PROMPT
Each record below should appear again exactly as written.

Location identification entries

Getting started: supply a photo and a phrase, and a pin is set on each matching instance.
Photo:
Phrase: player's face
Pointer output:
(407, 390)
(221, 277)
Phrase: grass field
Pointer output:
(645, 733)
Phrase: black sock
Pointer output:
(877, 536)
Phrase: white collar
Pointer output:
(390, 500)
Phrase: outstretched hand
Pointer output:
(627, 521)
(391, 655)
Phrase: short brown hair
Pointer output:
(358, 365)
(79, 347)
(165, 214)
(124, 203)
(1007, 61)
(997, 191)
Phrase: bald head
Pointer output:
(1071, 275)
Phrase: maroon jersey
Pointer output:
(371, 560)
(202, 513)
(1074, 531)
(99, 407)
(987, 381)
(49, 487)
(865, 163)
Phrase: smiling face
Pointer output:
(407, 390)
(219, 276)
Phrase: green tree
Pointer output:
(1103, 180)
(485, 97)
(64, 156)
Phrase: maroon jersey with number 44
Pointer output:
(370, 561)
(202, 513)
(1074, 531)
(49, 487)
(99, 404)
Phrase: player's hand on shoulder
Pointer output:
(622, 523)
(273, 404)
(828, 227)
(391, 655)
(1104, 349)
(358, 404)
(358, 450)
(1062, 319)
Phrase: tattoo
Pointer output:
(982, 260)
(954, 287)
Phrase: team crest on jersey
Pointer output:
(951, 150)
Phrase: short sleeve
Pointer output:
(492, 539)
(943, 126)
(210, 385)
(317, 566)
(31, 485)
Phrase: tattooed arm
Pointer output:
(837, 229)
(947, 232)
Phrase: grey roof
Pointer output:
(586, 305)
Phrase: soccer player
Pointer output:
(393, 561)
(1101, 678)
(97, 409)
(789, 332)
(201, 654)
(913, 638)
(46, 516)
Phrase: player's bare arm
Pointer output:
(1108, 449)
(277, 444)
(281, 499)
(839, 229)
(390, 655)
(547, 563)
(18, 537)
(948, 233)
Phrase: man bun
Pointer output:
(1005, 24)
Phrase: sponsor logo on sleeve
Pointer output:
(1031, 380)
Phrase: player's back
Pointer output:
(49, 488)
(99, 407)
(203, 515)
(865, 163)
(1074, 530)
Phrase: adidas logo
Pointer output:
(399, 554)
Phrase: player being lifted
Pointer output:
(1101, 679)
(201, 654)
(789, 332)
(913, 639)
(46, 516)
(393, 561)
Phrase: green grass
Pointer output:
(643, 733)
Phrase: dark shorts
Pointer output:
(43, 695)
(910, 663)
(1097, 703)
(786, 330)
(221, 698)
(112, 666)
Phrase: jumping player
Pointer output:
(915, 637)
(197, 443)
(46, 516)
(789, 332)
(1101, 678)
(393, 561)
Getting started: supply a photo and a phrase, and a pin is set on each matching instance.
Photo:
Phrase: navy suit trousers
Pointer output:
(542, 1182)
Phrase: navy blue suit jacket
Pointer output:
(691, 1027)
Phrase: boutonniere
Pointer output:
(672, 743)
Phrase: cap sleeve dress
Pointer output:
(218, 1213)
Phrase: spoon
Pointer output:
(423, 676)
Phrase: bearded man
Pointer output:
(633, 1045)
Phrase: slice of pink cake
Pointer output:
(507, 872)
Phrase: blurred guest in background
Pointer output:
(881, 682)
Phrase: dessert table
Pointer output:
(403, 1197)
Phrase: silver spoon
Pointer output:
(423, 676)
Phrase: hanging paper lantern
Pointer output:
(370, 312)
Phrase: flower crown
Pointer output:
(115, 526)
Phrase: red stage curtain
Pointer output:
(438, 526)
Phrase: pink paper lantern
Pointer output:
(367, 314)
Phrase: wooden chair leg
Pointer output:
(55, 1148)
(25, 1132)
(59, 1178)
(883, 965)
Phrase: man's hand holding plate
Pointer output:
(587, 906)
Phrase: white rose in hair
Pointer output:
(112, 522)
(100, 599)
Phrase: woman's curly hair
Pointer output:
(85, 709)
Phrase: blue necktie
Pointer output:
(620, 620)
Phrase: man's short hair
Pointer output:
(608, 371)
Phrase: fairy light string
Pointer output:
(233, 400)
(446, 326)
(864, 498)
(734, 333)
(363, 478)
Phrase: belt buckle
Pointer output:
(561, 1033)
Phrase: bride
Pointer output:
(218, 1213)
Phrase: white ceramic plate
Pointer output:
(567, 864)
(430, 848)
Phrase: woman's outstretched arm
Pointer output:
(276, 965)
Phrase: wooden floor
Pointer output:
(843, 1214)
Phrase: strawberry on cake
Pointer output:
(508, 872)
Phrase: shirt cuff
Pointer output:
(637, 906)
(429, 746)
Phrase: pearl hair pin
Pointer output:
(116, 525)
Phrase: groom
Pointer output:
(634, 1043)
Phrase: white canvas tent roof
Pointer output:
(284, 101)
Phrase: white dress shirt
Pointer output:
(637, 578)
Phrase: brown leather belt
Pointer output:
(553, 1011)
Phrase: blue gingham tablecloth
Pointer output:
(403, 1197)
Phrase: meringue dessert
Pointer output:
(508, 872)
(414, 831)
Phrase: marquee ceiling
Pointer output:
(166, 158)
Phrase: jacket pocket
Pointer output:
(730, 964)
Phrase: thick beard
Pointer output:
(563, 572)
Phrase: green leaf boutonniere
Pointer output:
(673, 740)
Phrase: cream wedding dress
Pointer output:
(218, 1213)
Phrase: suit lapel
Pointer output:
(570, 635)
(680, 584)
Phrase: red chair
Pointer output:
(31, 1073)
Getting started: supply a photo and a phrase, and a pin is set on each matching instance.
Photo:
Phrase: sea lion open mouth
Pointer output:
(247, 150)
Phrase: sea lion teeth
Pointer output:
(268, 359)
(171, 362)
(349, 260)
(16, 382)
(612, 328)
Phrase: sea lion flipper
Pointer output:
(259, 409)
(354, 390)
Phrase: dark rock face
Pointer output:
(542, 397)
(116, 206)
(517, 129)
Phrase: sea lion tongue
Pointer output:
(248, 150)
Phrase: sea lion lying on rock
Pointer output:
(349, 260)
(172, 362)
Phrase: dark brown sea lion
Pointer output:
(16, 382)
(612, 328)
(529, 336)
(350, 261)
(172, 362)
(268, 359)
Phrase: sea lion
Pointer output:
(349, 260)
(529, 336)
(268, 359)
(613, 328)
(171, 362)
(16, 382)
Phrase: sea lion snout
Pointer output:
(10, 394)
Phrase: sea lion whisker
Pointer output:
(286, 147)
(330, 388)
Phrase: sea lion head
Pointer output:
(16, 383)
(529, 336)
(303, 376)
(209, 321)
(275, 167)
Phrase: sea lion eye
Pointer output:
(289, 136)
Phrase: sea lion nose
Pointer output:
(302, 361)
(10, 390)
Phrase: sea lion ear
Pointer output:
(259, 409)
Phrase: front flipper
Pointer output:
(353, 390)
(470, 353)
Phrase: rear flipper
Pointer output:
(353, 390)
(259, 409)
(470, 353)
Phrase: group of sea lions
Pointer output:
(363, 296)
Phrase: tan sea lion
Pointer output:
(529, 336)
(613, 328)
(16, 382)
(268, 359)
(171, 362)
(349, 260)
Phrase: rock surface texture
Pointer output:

CORRECT RESULT
Getting started: supply a photo and a phrase, and a pin is set on each matching instance.
Photo:
Phrase: player's face
Pointer output:
(407, 390)
(221, 277)
Phrase: grass field
Pointer output:
(645, 733)
Phrase: black sock
Pointer output:
(877, 536)
Phrase: white collar
Pointer output:
(390, 500)
Phrase: outstretched hand
Pointer output:
(627, 521)
(391, 655)
Phrase: short brown hair
Pointer output:
(358, 365)
(79, 347)
(165, 214)
(124, 203)
(1007, 61)
(997, 191)
Phrase: bald head
Pointer output:
(1071, 275)
Phrase: maroon jersey
Pointer output:
(371, 560)
(202, 513)
(1074, 531)
(99, 407)
(987, 381)
(49, 487)
(865, 163)
Phrase: smiling face
Pointer output:
(407, 390)
(219, 276)
Phrase: green tree
Pointer output:
(1103, 180)
(485, 97)
(64, 156)
Phrase: maroon jersey with number 44
Pointer output:
(370, 561)
(202, 513)
(1074, 531)
(49, 487)
(99, 404)
Phrase: player's hand on shoulder
Pointer output:
(622, 523)
(273, 404)
(828, 227)
(391, 655)
(1104, 349)
(358, 404)
(358, 450)
(1062, 319)
Phrase: tattoo
Pointer output:
(982, 260)
(954, 287)
Phrase: team crest on jersey
Pointer output:
(951, 150)
Phrase: short sleeve
Pointer output:
(492, 539)
(943, 126)
(210, 385)
(317, 566)
(31, 485)
Phrase: tattooed arm
Pointer output:
(837, 229)
(947, 232)
Phrase: grey roof
Pointer output:
(586, 305)
Phrase: soccer player
Pointer output:
(393, 561)
(1101, 678)
(97, 409)
(789, 332)
(201, 654)
(913, 638)
(46, 516)
Phrase: player's bare arm
Pointer output:
(1108, 449)
(277, 444)
(281, 499)
(839, 229)
(390, 655)
(547, 563)
(18, 537)
(948, 233)
Phrase: man bun
Pointer output:
(1005, 24)
Phrase: sponsor logo on sleeve
Pointer output:
(1031, 380)
Phrase: player's back
Pointer output:
(49, 488)
(99, 407)
(203, 515)
(865, 163)
(1074, 530)
Phrase: adidas logo
Pointer output:
(399, 554)
Phrase: player being lifted
Pointer output:
(1101, 679)
(201, 654)
(789, 332)
(913, 639)
(46, 516)
(393, 561)
Phrase: green grass
Pointer output:
(643, 733)
Phrase: dark shorts
Pointer output:
(43, 695)
(910, 663)
(1097, 703)
(786, 330)
(221, 698)
(112, 666)
Phrase: jumping player
Pointer output:
(915, 637)
(197, 443)
(46, 516)
(789, 332)
(1101, 678)
(393, 561)
Getting started: supply a photo and a phrase, and a pin is set on each matching instance.
Photo:
Phrase: navy suit trousers
Pointer output:
(542, 1182)
Phrase: navy blue suit jacket
Pointer output:
(691, 1027)
Phrase: boutonniere
Pointer output:
(672, 743)
Phrase: cap sleeve dress
Pointer output:
(218, 1213)
Phrase: spoon
Pointer output:
(423, 676)
Phrase: bearded man
Pointer output:
(633, 1045)
Phrase: slice of pink cake
Pointer output:
(507, 872)
Phrase: blurred guest in background
Pointer output:
(881, 682)
Phrase: dessert table
Pointer output:
(403, 1197)
Phrase: silver spoon
Pointer output:
(423, 676)
Phrase: hanging paper lantern
Pointer output:
(370, 312)
Phrase: flower crown
Pointer output:
(115, 526)
Phrase: red stage curtain
Pointer output:
(438, 526)
Phrase: pink paper lantern
Pointer output:
(367, 314)
Phrase: wooden chair leg
Pointer output:
(55, 1148)
(25, 1132)
(59, 1178)
(883, 965)
Phrase: man's hand holding plate
Pointer output:
(587, 906)
Phrase: white rose in hair
Pointer output:
(112, 522)
(100, 599)
Phrase: woman's curly hair
Pointer output:
(85, 709)
Phrase: blue necktie
Pointer output:
(620, 620)
Phrase: man's short hair
Pointer output:
(608, 371)
Phrase: fairy light string
Pointer output:
(233, 400)
(446, 326)
(864, 498)
(734, 333)
(363, 478)
Phrase: belt buckle
Pointer output:
(561, 1033)
Phrase: bride
Pointer output:
(218, 1213)
Phrase: white ceramic plate
Pointer output:
(567, 864)
(430, 848)
Phrase: woman's outstretched arm
Pointer output:
(276, 965)
Phrase: wooden floor
Pointer output:
(843, 1214)
Phrase: strawberry on cake
Pointer output:
(508, 872)
Phrase: shirt cuff
Pointer output:
(637, 906)
(429, 746)
Phrase: pearl hair pin
Pointer output:
(116, 525)
Phrase: groom
Pointer output:
(634, 1043)
Phrase: white canvas tent roof
Pointer output:
(284, 101)
Phrase: white dress shirt
Pointer output:
(637, 578)
Phrase: brown leather belt
Pointer output:
(553, 1011)
Phrase: blue gingham tablecloth
Pointer output:
(403, 1197)
Phrase: meringue dessert
Pointer output:
(508, 872)
(414, 831)
Phrase: marquee ceiling
Pointer output:
(166, 158)
Phrase: jacket pocket
Pointer output:
(730, 964)
Phrase: thick beard
Pointer output:
(563, 572)
Phrase: green leaf boutonniere
Pointer output:
(673, 740)
Phrase: cream wedding dress
Pointer output:
(218, 1213)
Phrase: suit lapel
Pointer output:
(570, 635)
(680, 584)
Phrase: red chair
Pointer output:
(31, 1073)
Getting started: supply a photo and a phrase, and a pin is set on each matching instance.
Photo:
Phrase: sea lion open mouth
Pointer output:
(247, 150)
Phrase: sea lion teeth
Pointer output:
(268, 359)
(171, 362)
(349, 260)
(16, 382)
(612, 328)
Phrase: sea lion flipper
Pointer output:
(259, 409)
(354, 390)
Phrase: dark rock face
Pointer output:
(542, 397)
(116, 206)
(517, 129)
Phrase: sea lion tongue
Pointer output:
(248, 150)
Phrase: sea lion lying on rock
Pointer output:
(349, 260)
(172, 362)
Phrase: dark brown sea lion
Pointer output:
(16, 382)
(612, 328)
(529, 336)
(350, 261)
(172, 362)
(268, 359)
Phrase: sea lion
Pointer output:
(349, 260)
(529, 336)
(268, 359)
(613, 328)
(171, 362)
(16, 382)
Phrase: sea lion snout
Pointer output:
(10, 394)
Phrase: sea lion whisker
Pointer output:
(286, 147)
(330, 388)
Phrase: sea lion head
Pointer output:
(16, 383)
(529, 336)
(303, 376)
(209, 321)
(275, 167)
Phrase: sea lion eye
Pointer output:
(289, 136)
Phrase: sea lion nose
Pointer output:
(302, 361)
(10, 390)
Phrase: sea lion ear
Pointer output:
(259, 409)
Phrase: front flipper
Pointer output:
(353, 390)
(470, 353)
Phrase: rear flipper
Pointer output:
(353, 390)
(259, 409)
(470, 353)
Phrase: group of sea lions
Pointer output:
(363, 296)
Phrase: tan sea lion
Pointer output:
(529, 336)
(613, 328)
(16, 382)
(268, 359)
(171, 362)
(349, 260)
Phrase: rock surface texture
Pointer output:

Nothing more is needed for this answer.